> _Text for analysis_:

··········

The tragic drowning of a four-year-old boy on Halloween night features on the front pages of Friday’s papers.
The Belfast Telegraph reports that Jack Irvine, from Crumlin, died after drowning in a fish pond.
The boy’s father, Eddie, said his son “was only gone for a moment” during family Halloween celebrations, it reports.
The Irish News calls the boy’s death a drowning accident and carries tributes to “a wee angel”, whose funeral will take place later on Friday.
“Direct rule battle” is the front-page headline, with the story reporting that the DUP believe direct rule is very close to becoming a reality.
The paper quotes DUP MP Nigel Dodds as telling colleagues in the House of Commons that politicians “cannot allow the economy or Northern Ireland to drift”.
On a similar theme, the Daily Mirror reports that a government fund set up to help volunteer groups has been axed because of the ongoing Stormont crisis.
The Volunteering Small Grant scheme has ended because “the scheme has not been put in place in the absence of ministers and in light of ongoing financial constraints”, said a Department for Communities spokesperson.
The news was described as “devastating” for volunteer groups.
Inside the Belfast Telegraph, meanwhile, is an exclusive interview with a woman who has spoken for the first time of how she rebuilt her life after becoming the victim of voyeur who filmed her in a bathroom.
Karen Taggart waived her right to anonymity to tell the Belfast Telegraph about the post-traumatic stress disorder she has suffered since her ordeal.
She hopes that by coming forward, she will encourage others to get the help they need.
‘Apologise and listen’
Earlier this week the papers extensively covered the story of Peadar Heffron, a former PSNI-officer who was seriously injured in a car bomb in 2010.
Mr Heffron, who had his leg amputated after the bomb, claimed he had been ostracised by his former GAA club after joining the police force and spoke of his hurt at the organisation.

··········

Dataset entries
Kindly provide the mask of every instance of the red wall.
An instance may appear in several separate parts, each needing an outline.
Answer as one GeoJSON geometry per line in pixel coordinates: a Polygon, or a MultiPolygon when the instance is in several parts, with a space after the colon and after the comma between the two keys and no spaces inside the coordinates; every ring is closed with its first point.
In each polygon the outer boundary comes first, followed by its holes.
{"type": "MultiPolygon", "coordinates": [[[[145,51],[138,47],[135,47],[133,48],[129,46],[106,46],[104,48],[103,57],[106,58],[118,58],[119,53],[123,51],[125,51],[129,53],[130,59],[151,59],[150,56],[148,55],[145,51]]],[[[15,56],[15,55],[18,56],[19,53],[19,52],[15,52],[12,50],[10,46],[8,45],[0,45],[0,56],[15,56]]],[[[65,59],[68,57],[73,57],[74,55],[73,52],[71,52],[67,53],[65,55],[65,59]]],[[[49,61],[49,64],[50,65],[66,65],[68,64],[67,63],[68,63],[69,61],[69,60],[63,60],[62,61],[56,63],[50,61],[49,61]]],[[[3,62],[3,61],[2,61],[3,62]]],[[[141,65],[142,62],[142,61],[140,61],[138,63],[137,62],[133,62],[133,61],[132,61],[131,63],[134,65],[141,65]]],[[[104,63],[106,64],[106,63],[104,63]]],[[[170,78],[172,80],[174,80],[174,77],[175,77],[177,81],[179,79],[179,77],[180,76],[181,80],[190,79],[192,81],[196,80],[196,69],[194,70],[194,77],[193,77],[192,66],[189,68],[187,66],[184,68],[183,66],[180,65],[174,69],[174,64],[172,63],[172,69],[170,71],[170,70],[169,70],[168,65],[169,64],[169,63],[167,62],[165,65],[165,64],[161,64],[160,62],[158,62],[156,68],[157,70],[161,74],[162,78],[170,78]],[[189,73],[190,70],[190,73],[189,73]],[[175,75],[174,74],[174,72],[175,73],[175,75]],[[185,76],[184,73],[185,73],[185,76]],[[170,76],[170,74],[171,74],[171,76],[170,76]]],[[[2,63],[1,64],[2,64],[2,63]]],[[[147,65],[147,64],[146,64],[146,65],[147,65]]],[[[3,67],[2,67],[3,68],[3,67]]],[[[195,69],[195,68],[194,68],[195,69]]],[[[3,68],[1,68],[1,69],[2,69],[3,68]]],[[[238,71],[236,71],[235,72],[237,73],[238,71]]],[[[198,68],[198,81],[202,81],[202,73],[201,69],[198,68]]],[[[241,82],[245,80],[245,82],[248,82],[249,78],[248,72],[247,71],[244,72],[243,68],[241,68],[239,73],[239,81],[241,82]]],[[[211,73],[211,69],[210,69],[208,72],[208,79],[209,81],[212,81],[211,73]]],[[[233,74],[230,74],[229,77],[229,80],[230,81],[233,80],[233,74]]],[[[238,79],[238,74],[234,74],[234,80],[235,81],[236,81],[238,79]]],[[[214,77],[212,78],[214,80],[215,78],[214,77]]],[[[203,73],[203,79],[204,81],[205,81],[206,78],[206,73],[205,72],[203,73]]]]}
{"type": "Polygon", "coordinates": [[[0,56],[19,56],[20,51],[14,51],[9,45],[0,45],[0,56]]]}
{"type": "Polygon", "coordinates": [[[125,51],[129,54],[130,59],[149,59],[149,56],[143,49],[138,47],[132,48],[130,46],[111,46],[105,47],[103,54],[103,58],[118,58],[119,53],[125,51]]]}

··········

> _Work task 1_:
In the newspaper review, what is the name of the government scheme for volunteer groups that has ended?
> _Work task 2_:
Continue the newspaper review from where it stops.

> _Output 1_:
The Volunteering Small Grant scheme.

> _Output 2_:
His comments were made to prominent GAA pundit Joe Brolly who now says Mr Heffron’s former club, Creggan Kickhams GAC, owe him an apology, the Irish News reports.
Writing in his Gaelic Life column, Mr Brolly said that “a club delegation should ask to go meet him, to apologise and listen”.
Peadar Heffron’s story also appears in the News Letter, which reports that reconciliation campaigner Trevor Ringland has offered to take a cross-community delegation for a private meeting with Creggan Kickhams.
Mr Ringland said the situation described between Mr Heffron and the club was appalling and that he wanted to “see if we could play a constructive role”.
However, Sinn Féin’s Declan Kearney, a cousin of Mr Heffron, said Mr Ringland’s remarks were a “disgraceful attempt to discredit me and foment divisions with the GAA family”.
Workout against cancer?
And finally, forget pills and antibiotics – Northern Ireland researchers are looking at whether exercise should be a prescribed medicine.
A group at Queen’s University are taking part in an experiment to see whether workouts could help patients with advanced prostate cancer, the Daily Mirror reports.
The testing will bring together 150 researchers from around the globe.
“The overall aim is that exercise will be prescribed alongside traditional treatment such as radiotherapy and chemotherapy at a global level,” said Dr Gillian Prue, from Queen’s University.